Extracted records
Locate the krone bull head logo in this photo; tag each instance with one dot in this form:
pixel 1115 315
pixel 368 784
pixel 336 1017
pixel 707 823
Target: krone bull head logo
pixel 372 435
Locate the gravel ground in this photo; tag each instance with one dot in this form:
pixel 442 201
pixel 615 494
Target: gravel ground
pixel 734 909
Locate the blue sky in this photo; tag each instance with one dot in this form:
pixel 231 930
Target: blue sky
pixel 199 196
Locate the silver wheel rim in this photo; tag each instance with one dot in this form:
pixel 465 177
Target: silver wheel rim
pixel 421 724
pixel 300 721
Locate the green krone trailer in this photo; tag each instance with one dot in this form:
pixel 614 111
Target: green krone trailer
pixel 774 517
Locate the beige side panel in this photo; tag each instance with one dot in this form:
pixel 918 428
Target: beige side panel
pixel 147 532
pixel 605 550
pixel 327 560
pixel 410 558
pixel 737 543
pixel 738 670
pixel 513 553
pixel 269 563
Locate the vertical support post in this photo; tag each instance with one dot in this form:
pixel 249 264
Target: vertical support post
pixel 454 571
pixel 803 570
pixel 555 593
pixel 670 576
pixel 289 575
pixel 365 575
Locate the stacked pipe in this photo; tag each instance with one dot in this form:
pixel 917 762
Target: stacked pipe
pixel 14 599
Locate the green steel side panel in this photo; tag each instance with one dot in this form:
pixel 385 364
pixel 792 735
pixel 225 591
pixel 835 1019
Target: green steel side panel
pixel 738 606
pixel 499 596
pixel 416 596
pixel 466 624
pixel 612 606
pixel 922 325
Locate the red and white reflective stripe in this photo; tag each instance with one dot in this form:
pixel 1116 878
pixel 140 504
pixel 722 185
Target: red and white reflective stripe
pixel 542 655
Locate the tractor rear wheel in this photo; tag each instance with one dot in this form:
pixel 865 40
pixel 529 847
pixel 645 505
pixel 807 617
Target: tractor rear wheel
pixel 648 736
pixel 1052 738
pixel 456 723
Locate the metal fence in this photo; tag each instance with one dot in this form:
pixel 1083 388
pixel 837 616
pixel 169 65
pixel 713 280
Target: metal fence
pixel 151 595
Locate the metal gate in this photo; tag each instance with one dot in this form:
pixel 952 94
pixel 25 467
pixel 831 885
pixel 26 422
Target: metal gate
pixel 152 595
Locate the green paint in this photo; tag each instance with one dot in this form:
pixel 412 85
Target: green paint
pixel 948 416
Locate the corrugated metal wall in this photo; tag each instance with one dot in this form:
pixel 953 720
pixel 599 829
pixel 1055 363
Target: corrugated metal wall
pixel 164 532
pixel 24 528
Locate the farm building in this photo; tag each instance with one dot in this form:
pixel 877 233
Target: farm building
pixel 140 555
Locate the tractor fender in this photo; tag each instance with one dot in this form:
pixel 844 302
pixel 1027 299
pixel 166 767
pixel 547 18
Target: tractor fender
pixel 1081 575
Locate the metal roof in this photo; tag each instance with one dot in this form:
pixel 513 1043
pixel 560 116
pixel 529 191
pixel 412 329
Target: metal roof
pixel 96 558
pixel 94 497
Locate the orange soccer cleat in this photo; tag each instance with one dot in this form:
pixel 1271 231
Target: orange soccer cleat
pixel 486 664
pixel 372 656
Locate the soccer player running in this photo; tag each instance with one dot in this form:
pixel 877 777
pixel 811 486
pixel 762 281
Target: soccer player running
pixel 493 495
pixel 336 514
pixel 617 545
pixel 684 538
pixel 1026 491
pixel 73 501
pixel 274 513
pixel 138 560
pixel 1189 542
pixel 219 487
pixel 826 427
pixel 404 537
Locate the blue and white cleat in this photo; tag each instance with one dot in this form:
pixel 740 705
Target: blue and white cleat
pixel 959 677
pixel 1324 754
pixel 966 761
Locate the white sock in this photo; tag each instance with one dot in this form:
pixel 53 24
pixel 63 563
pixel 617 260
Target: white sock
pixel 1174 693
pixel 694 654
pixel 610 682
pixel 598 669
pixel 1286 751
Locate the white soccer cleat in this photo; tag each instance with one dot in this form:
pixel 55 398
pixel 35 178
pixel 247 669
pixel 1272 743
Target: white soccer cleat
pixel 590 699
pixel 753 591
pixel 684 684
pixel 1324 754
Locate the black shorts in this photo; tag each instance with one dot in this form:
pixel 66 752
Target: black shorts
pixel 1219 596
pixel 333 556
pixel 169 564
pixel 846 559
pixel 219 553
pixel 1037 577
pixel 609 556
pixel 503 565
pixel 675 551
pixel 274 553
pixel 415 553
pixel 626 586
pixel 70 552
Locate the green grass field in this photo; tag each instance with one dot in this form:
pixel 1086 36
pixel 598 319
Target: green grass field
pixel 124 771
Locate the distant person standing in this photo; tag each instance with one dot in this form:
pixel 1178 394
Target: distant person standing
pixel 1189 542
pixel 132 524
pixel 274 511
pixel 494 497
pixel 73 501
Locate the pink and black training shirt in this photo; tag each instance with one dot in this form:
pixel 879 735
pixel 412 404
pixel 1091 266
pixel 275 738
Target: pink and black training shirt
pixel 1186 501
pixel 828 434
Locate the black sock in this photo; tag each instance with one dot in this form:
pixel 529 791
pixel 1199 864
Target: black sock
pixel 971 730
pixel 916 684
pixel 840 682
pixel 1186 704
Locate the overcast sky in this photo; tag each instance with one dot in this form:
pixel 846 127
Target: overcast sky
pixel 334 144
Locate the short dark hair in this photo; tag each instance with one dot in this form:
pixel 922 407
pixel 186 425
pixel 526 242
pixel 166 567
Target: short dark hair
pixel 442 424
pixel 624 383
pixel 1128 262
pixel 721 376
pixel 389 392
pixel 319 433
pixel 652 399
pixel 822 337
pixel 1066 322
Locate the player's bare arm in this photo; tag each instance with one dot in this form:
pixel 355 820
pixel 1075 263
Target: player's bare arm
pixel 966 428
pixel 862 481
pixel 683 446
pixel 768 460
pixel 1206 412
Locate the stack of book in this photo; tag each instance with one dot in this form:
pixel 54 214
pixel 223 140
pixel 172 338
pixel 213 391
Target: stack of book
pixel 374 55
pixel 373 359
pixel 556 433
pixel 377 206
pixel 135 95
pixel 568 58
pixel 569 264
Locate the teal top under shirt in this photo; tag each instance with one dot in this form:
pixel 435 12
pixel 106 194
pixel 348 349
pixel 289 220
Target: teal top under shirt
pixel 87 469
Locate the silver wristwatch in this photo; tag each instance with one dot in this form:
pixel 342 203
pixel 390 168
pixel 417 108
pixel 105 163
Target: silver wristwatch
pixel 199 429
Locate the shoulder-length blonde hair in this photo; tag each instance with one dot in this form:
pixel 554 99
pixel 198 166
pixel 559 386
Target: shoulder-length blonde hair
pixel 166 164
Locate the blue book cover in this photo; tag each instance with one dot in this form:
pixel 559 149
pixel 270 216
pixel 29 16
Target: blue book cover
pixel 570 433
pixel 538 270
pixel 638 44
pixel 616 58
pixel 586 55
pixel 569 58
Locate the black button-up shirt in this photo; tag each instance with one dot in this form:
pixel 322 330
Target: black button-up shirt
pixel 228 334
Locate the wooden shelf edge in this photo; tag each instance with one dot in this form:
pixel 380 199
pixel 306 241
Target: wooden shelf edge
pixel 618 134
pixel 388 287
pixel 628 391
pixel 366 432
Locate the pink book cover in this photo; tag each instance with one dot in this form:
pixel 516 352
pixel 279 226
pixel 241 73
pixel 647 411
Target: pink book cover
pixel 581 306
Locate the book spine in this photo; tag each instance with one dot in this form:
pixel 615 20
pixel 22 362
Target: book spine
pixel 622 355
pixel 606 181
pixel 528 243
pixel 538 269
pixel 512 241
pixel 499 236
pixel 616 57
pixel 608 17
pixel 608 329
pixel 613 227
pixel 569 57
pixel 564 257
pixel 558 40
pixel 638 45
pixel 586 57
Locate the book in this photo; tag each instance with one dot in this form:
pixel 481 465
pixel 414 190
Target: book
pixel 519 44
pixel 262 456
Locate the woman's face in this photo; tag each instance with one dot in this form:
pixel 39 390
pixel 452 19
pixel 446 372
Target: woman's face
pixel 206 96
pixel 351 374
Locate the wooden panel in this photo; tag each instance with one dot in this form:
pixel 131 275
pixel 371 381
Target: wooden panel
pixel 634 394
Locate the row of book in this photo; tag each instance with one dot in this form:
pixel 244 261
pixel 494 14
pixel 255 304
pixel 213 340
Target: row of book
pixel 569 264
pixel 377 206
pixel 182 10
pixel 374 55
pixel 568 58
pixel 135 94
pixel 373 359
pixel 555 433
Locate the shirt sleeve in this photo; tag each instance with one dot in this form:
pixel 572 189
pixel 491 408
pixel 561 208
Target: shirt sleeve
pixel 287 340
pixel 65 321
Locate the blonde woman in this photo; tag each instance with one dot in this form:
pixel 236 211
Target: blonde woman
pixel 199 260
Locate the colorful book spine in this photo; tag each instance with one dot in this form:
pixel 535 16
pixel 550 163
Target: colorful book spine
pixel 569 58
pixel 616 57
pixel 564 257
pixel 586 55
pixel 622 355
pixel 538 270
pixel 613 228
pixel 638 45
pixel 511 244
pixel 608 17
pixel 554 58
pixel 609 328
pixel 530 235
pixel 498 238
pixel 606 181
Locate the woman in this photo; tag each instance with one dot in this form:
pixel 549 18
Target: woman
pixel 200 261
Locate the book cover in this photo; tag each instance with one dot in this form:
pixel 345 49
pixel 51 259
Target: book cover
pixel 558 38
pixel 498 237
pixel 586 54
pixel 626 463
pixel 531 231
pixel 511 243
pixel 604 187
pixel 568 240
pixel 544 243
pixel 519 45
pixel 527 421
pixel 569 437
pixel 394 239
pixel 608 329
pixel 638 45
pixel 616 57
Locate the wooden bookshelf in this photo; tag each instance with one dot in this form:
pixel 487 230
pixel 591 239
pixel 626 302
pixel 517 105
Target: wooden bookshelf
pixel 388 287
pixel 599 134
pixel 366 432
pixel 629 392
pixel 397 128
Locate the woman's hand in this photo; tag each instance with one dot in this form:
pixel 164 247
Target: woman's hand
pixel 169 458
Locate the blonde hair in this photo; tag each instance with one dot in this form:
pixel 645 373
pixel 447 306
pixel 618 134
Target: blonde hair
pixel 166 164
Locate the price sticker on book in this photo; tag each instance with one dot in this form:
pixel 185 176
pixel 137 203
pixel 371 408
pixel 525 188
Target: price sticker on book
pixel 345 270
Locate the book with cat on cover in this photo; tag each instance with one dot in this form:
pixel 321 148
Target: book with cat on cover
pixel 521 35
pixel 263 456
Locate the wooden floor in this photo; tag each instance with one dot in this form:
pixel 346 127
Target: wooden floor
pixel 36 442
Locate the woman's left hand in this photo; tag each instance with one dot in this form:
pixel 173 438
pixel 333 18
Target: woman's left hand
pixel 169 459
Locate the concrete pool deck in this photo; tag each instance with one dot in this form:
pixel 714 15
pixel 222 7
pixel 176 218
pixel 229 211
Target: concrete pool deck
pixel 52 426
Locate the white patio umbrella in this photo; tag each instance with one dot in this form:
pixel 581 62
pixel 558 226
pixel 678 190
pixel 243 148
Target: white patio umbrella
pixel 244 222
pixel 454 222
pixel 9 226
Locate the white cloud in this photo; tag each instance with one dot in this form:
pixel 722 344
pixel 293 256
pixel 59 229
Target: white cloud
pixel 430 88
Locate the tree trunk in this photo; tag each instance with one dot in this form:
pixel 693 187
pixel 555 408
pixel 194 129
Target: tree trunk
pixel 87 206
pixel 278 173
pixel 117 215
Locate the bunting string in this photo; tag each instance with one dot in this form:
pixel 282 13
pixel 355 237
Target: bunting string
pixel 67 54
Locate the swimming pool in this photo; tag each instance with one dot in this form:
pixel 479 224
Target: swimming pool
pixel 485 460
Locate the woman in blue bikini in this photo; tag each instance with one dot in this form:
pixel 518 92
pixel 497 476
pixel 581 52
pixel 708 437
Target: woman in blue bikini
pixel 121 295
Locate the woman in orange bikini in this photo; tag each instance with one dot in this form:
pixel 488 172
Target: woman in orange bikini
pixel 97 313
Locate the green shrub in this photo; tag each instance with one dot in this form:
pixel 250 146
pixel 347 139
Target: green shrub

■ **Exercise**: With the string "shrub" as the key, filter the data above and show the lines that match.

■ **Response below**:
Locate the green shrub in this photo; tag each instance with one dot in this form:
Target: green shrub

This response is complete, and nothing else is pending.